## TASKS FOR THIS EXERCISE
- 1) Reproduce a section of the StatefulSet failover issue thread, starting with "For failover cases, the" and going on through "not for both.".
- 2) In the StatefulSet failover issue thread, what does the proposed solution do with a PVC in deletion state during a failover?
- 3) Pick up the StatefulSet failover issue thread after its final line and keep writing.

## PASSAGE SHOWN
::::::
RamenDR / ramen

Apache License 2.0
73 stars 54 forks source link

Support automated failover for StatefulSets (or workloads that do not delete their PVCs) #558

Open ShyamsundarR opened 2 years ago

ShyamsundarR commented 2 years ago

StatefulSets(STS) by default do not delete their PVCs. This is being fixed in k8s upstream via this KEP and would potentially graduate to beta in an upcoming release. (https://github.com/kubernetes/kubernetes/pull/111300).

This issue is to deal with the following problems till the above KEP is beta/GA.

Problem definition:

Proposed solution:

1) For a failover use-case, we will ignore the PVC in deletion state as a check

2) For a relocate use-case, we will still ensure PVC is deleted to prevent any PVC use-after-check-and-demote of the PVC

Other fixes and gotchas:

ShyamsundarR commented 2 years ago

Further notes post discussions with @BenamarMk

Currently for volsync we have the following PVC rules:

For volrep the PVC rules are:

For failover cases, the PVC can be deleted in either volsync or volrep cases, as there is no final sync operation that is required.

We would need to have a common set of rules across volrep and volsync, such that the actual replication mechanisim is abstracted away from the DRPC user. Hence we should either mandate operator/STS created PVCs are to be deleted or not for both.

With volsync if the operator/STS created PVCs are deleted, there is no possible way to perform a final sync. Hence the rule that we would adopt would be,

With the above, the STS auto-deletion of PVCs on STS deletion is not required, and we need to handle relocate for operator/STS created PVCs that are not deleted in the volrep case.

As a first step allowing failover, as mentioned in this issue, is a way forward, while retaining the same PVC rules as before.

Subsequently, changing the PVC rules for volrep as well to lign with volsync would be needed.

The one caveat in the case for relocate with volsync or volrep, if the PVC is not deleted would be as follows:

ShyamsundarR commented 2 years ago

NOTE: We need to evaluate this with Placement and ApplicationSets instead of Subscriptions that are in use at present.

ShyamsundarR commented 1 year ago

The one caveat in the case for relocate with volsync or volrep, if the PVC is not deleted would be as follows:

* A PVC is checked to ensure no pods are referencing it

* A PVC is checked to ensure no VolumeAttachments are present

* But post these checks if there is a PVC consumer, the relocate may sync stale data

  * From a VR perspective, one option is to move the volume to secondary during relocate and letting the storage plugin ensure there are no consumers for the volume as it is demoted
  * The other is to ensure that all workloads as reported on the OCM hub are stopped before issuing the move to secondary for VRG (or final sync for volsync)
::::::
## DATA LINES
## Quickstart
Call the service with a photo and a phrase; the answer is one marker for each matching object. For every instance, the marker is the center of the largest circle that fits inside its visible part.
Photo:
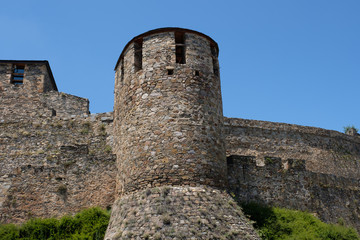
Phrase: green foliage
(285, 224)
(349, 127)
(88, 224)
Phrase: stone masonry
(167, 161)
(168, 134)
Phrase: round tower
(168, 111)
(169, 142)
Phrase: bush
(88, 224)
(285, 224)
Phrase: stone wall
(51, 167)
(168, 116)
(287, 183)
(66, 105)
(36, 97)
(185, 212)
(324, 151)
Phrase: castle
(166, 160)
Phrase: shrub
(279, 223)
(88, 224)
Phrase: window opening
(17, 77)
(215, 60)
(180, 47)
(138, 54)
(122, 71)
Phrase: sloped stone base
(178, 213)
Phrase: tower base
(178, 213)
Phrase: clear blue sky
(281, 60)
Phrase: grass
(275, 223)
(88, 224)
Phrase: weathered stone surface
(171, 143)
(37, 96)
(178, 213)
(288, 184)
(51, 167)
(324, 151)
(168, 128)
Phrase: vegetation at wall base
(275, 223)
(272, 224)
(89, 224)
::::::
## TASK-BY-TASK RESULTS
- 1)
For failover cases, the PVC can be deleted in either volsync or volrep cases, as there is no final sync operation that is required.

We would need to have a common set of rules across volrep and volsync, such that the actual replication mechanisim is abstracted away from the DRPC user. Hence we should either mandate operator/STS created PVCs are to be deleted or not for both.

- 2) It ignores the PVC in deletion state as a check.

- 3)
We could technically change the PVC to read only, to prevent further data modifications in this case. (requires experimentation)

ShyamsundarR commented 1 year ago

The one caveat in the case for relocate with volsync or volrep, if the PVC is not deleted would be as follows:

* A PVC is checked to ensure no pods are referencing it

* A PVC is checked to ensure no VolumeAttachments are present

* But post these checks if there is a PVC consumer, the relocate may sync stale data

  * From a VR perspective, one option is to move the volume to secondary during relocate and letting the storage plugin ensure there are no consumers for the volume as it is demoted
  * The other is to ensure that all workloads as reported on the OCM hub are stopped before issuing the move to secondary for VRG (or final sync for volsync)

We could technically change the PVC to read only, to prevent further data modifications in this case. (requires experimentation)

The above is disallowed: The PersistentVolumeClaim "busybox-pvc" is invalid: spec: Forbidden: spec is immutable after creation except resources.requests for bound claims

ShyamsundarR commented 1 year ago

With volsync if the operator/STS created PVCs are deleted, there is no possible way to perform a final sync.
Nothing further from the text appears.